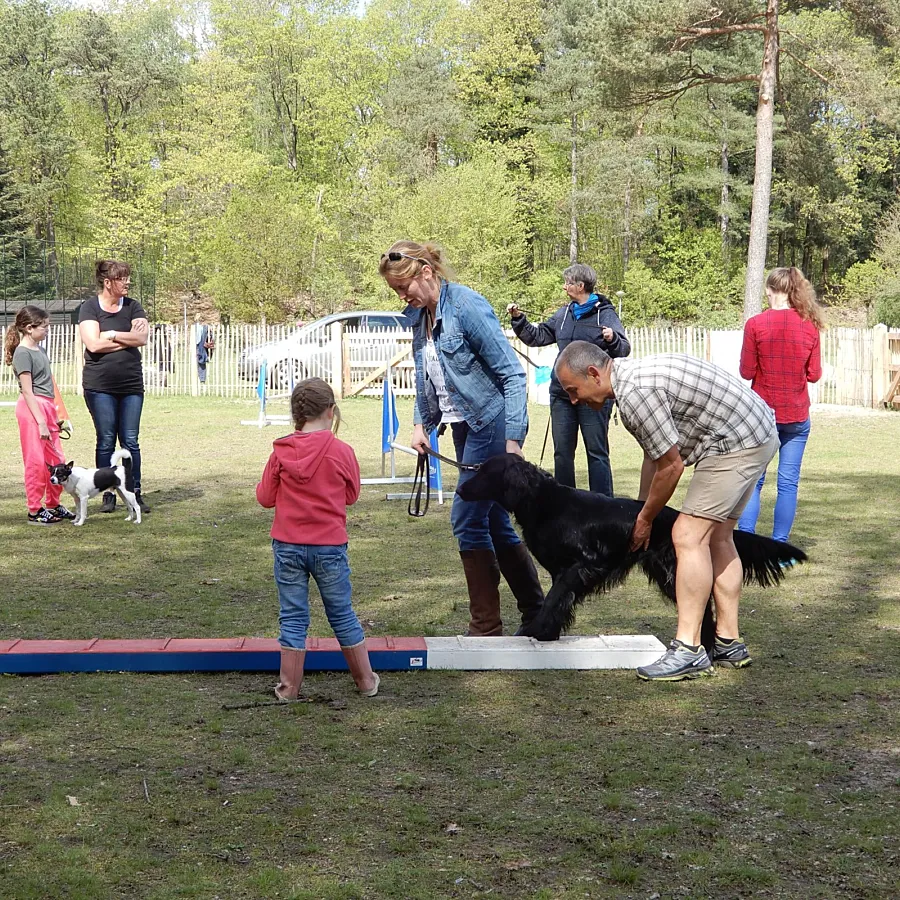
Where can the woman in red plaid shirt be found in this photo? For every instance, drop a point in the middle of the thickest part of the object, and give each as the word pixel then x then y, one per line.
pixel 781 353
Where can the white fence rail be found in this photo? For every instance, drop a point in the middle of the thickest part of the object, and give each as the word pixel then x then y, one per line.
pixel 354 361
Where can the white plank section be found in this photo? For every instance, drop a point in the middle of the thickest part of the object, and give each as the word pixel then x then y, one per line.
pixel 625 651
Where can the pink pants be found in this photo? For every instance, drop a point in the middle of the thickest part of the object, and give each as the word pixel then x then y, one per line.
pixel 38 453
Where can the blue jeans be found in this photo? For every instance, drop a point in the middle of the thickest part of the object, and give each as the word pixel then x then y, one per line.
pixel 566 419
pixel 480 524
pixel 328 565
pixel 117 416
pixel 792 437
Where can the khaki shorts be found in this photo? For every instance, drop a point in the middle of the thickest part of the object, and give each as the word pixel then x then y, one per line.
pixel 722 485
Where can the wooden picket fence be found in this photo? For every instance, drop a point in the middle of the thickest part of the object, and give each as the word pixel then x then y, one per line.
pixel 858 364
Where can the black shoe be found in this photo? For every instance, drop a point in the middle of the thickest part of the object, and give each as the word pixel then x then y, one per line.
pixel 43 517
pixel 61 512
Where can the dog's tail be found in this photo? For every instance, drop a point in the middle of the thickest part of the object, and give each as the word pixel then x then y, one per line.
pixel 765 560
pixel 123 457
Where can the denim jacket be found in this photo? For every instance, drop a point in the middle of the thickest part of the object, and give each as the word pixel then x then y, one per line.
pixel 481 372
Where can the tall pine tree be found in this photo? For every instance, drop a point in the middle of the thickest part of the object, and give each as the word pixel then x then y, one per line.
pixel 21 262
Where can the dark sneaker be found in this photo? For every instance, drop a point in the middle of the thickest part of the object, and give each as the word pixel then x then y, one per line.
pixel 61 512
pixel 43 517
pixel 678 663
pixel 734 654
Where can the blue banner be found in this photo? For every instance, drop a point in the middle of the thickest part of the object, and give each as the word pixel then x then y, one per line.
pixel 390 423
pixel 434 465
pixel 261 386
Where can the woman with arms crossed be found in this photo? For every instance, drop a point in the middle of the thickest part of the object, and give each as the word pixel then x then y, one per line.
pixel 113 326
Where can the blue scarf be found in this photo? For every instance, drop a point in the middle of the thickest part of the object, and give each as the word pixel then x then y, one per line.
pixel 580 310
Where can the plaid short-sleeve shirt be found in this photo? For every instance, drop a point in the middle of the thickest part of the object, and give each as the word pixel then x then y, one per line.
pixel 679 400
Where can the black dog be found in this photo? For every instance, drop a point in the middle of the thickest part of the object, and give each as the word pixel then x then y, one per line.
pixel 582 539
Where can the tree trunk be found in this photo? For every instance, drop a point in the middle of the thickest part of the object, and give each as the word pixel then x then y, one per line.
pixel 724 218
pixel 573 214
pixel 762 177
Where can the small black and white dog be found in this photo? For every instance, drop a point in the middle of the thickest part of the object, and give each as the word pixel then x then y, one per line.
pixel 85 483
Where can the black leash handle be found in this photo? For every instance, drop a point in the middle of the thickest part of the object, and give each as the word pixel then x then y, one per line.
pixel 422 483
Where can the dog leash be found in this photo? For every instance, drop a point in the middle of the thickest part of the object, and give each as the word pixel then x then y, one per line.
pixel 421 486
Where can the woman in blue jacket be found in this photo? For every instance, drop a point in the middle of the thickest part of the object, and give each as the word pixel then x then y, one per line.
pixel 468 377
pixel 589 317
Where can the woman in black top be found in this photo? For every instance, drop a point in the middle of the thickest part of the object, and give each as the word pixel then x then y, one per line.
pixel 112 327
pixel 589 317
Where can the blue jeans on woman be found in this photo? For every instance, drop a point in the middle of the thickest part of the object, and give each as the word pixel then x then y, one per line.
pixel 328 565
pixel 480 524
pixel 117 416
pixel 566 419
pixel 792 437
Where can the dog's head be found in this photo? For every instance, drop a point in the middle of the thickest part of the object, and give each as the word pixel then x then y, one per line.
pixel 61 473
pixel 507 479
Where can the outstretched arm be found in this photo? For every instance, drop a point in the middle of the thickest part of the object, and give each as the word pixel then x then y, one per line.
pixel 669 469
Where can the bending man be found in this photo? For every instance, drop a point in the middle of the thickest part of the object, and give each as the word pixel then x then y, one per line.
pixel 686 412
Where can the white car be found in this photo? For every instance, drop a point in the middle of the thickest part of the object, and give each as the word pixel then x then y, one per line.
pixel 305 353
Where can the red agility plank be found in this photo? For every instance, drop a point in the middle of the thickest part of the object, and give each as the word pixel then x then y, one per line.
pixel 141 645
pixel 52 646
pixel 204 645
pixel 195 654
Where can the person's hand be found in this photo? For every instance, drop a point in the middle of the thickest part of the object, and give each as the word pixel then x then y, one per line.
pixel 419 440
pixel 640 535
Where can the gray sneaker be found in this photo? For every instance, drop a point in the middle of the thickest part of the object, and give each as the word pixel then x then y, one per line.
pixel 678 663
pixel 735 654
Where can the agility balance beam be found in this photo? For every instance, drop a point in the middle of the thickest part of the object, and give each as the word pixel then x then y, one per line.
pixel 324 654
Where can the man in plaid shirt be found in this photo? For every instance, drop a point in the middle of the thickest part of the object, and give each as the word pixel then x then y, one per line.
pixel 686 412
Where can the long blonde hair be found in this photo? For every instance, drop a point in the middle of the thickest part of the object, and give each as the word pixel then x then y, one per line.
pixel 27 315
pixel 309 399
pixel 412 257
pixel 801 294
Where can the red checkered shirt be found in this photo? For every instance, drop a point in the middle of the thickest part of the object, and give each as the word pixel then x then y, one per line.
pixel 781 353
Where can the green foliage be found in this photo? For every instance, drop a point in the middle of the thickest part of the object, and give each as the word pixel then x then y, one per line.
pixel 259 250
pixel 471 211
pixel 686 283
pixel 886 305
pixel 862 283
pixel 21 271
pixel 513 132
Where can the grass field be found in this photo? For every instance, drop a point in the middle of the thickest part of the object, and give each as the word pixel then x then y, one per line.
pixel 777 781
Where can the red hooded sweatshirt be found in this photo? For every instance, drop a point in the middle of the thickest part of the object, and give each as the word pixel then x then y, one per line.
pixel 310 479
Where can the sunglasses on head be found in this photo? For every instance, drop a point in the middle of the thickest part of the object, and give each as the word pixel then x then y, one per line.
pixel 396 256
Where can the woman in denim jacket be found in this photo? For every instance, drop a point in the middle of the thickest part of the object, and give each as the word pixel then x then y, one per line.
pixel 589 317
pixel 467 376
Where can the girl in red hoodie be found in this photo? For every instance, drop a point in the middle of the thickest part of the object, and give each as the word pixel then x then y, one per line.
pixel 311 478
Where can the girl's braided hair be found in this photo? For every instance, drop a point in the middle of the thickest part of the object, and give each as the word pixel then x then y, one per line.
pixel 27 315
pixel 310 398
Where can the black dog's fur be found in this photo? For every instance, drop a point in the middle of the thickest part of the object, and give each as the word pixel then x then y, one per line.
pixel 582 539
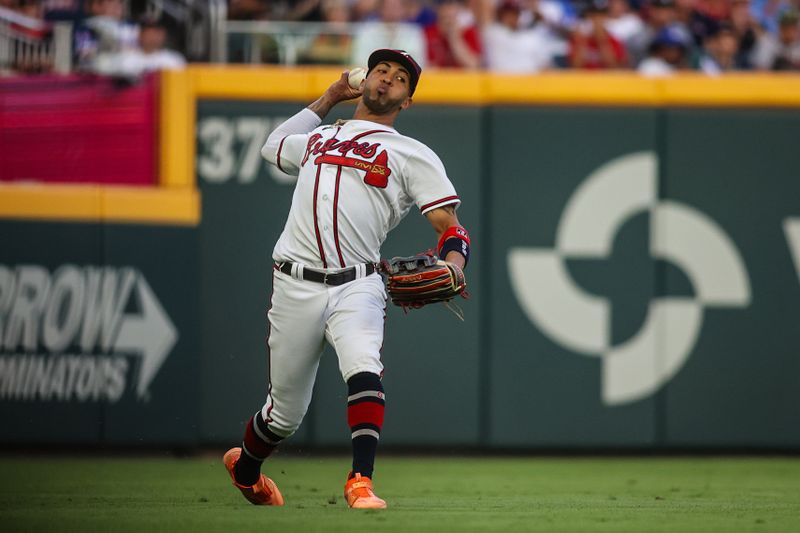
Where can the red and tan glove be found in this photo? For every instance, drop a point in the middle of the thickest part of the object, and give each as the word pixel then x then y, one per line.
pixel 419 280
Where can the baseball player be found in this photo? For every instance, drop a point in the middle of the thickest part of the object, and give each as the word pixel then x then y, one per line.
pixel 356 179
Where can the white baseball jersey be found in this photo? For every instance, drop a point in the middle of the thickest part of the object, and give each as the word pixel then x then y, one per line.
pixel 356 181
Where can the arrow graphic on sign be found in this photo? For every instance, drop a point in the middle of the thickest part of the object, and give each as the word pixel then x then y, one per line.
pixel 151 335
pixel 792 228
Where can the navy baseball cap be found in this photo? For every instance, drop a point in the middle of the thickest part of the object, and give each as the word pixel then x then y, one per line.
pixel 398 56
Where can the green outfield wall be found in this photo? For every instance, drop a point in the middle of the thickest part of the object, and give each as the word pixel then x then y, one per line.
pixel 635 284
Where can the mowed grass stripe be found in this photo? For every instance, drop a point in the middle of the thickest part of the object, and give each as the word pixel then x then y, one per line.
pixel 424 494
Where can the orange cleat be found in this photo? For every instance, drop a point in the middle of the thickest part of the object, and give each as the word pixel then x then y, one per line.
pixel 359 495
pixel 264 492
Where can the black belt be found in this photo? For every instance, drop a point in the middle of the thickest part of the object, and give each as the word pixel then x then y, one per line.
pixel 335 278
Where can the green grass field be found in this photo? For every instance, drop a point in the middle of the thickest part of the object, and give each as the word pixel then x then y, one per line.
pixel 424 494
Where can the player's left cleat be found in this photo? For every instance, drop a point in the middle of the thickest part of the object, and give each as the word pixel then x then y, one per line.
pixel 359 495
pixel 264 492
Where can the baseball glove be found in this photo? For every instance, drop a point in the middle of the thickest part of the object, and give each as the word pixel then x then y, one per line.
pixel 419 280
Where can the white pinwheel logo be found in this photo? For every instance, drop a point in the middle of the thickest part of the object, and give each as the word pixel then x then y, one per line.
pixel 581 322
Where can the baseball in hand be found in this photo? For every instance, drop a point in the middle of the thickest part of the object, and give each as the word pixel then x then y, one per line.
pixel 356 76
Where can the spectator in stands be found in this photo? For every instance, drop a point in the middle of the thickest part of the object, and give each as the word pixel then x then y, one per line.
pixel 419 12
pixel 719 51
pixel 699 18
pixel 391 31
pixel 248 10
pixel 364 10
pixel 747 31
pixel 659 14
pixel 781 52
pixel 105 31
pixel 592 46
pixel 151 54
pixel 668 52
pixel 560 15
pixel 768 13
pixel 453 39
pixel 510 47
pixel 331 47
pixel 623 23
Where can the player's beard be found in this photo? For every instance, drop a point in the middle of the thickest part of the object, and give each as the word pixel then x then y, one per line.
pixel 380 104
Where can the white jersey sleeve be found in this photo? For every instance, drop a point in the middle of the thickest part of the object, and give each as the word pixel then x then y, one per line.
pixel 427 182
pixel 286 144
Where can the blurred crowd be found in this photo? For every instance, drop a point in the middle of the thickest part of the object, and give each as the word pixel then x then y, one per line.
pixel 105 38
pixel 655 37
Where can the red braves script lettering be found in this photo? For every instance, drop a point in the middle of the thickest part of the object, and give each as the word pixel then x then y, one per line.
pixel 315 147
pixel 377 173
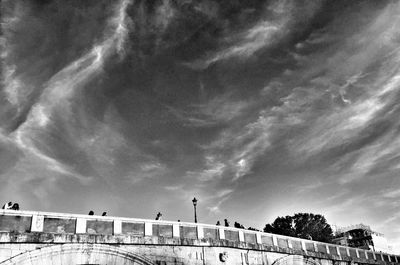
----
### EXERCISE GOAL:
Copy out exactly the lines that begin at the line with "Where can the blurred" and end at the final line of the entries above. Leave out the pictures.

### ANSWER BOX:
Where can the blurred crowd be found in this photo? For every instance, drop a point in the middle of the thickest part of the object, and give each as the word pixel then x then y, one per line.
pixel 105 38
pixel 655 37
Where can the red braves script lettering be found in this photo? For every instance, drop a point in the middle of the thickest part of the object, and give each as the word pixel then x then y, one per line.
pixel 315 147
pixel 377 173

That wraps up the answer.